_PROBLEM 1_
Name the three things that the text on teletherapy below says the old therapist's couch might follow "the way of."
_PROBLEM 2_
Please return the part of the text on teletherapy below from "Is the digital" up to and including "savings as well.", copied word for word.

_TEXT BLOCK_

============

One of the hot topics in the gun control community is prohibiting people who suffer from mental illnesses from obtaining firearms. Setting aside the fact that such a prohibition is impossible we are still left with the fact that such a prohibition would further discourage people suffering from mental illnesses from seeking help. Mental illness has a major stigma here in the United States. People often perceive others who suffer from a mental illness as weak. There is also a common misconception that mental illnesses are permanent. I’m sure most gun control advocates who are pushing to prohibit people who have a history of mental illness from owning firearms are banking on the latter misconception. In the United States a person who sought treatment for a mental illness would likely become prohibited from owning firearms for life because the general attitude in this country is that mental illnesses can’t be helped.

This leads me to an interesting start up that is focusing on providing teletherapy:

Is the digital age sending the old therapist’s couch the way of the reference librarian, the CD, and the travel agent? Could be: several recent studies have found that therapy via the Internet is just as effective as face-to-face treatment. In 2012, a Veterans Affairs study found that teletherapy reduced patients’ psychiatric hospital admissions by about 25 percent, which means it could produce cost savings as well.

What I find more interesting about the prospects of teletherapy is the potential for anonymity. It would be easy to setup a system where the doctor didn’t know the actual name or face of the person they were treating. While the intimate nature of a patient-therapist relationship would almost guarantee that the therapist could find out the identify of their patient the potential to remain anonymous may be enough to encourage those needing help to seek it. Having an anonymous way of seeking help for a mental illness would render America’s two primary misconceptions irrelevant, which would be a step forward in my opinion.

============

_INFORMATION SHOWN_
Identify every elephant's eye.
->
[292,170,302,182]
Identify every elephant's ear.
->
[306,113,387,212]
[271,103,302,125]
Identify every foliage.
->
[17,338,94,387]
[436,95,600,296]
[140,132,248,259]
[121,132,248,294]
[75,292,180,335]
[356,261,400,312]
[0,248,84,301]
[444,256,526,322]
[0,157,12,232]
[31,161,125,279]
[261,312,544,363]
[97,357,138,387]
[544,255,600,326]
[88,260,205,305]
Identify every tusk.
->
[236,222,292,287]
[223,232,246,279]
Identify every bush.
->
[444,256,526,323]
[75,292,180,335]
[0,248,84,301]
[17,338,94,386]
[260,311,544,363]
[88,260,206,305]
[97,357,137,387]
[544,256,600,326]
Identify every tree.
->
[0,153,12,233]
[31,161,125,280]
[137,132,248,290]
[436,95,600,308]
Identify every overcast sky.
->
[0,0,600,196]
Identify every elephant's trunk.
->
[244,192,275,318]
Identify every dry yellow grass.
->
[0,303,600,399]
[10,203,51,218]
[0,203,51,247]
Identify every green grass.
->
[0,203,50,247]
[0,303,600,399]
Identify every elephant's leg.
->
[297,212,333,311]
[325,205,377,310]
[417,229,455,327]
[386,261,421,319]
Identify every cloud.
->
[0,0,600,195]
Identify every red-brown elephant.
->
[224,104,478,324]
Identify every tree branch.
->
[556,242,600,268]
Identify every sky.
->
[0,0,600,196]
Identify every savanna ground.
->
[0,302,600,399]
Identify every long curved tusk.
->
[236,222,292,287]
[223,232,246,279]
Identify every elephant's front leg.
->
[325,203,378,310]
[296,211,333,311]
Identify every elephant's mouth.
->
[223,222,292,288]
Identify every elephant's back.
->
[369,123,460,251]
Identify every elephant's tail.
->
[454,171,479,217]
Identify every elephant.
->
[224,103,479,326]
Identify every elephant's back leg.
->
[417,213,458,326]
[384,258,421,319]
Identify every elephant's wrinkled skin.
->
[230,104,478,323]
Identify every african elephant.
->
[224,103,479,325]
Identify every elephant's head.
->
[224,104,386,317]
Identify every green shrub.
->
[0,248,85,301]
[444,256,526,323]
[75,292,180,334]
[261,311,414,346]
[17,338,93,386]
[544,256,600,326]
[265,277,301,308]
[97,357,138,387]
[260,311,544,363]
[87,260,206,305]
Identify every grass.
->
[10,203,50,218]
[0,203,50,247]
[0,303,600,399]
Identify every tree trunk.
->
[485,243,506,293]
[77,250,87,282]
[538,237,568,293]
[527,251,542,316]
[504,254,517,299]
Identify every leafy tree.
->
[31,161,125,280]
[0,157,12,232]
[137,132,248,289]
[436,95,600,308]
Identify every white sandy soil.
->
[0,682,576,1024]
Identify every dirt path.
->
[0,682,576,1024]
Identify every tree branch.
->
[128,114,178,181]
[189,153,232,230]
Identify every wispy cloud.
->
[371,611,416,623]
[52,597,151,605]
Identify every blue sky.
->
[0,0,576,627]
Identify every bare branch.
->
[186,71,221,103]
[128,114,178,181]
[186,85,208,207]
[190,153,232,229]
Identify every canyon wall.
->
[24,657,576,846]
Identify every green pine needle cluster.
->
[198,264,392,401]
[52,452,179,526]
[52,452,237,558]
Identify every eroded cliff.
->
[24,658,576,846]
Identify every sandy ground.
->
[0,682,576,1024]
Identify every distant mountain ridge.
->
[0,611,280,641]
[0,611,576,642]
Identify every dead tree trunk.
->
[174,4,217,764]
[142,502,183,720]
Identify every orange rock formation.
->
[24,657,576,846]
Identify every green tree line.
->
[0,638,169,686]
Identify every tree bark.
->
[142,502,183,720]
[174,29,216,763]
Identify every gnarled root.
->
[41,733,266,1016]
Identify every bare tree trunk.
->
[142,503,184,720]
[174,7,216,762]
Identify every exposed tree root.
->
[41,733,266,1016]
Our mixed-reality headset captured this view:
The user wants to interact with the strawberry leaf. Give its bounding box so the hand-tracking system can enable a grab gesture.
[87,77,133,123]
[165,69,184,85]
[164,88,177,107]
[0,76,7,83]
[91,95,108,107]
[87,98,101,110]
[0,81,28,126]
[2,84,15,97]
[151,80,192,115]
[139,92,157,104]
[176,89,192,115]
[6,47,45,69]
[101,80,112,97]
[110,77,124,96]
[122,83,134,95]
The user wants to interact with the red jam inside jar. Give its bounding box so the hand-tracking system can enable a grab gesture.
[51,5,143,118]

============

_ANSWER BOX 1_
the reference librarian
the CD
the travel agent

_ANSWER BOX 2_
Is the digital age sending the old therapist’s couch the way of the reference librarian, the CD, and the travel agent? Could be: several recent studies have found that therapy via the Internet is just as effective as face-to-face treatment. In 2012, a Veterans Affairs study found that teletherapy reduced patients’ psychiatric hospital admissions by about 25 percent, which means it could produce cost savings as well.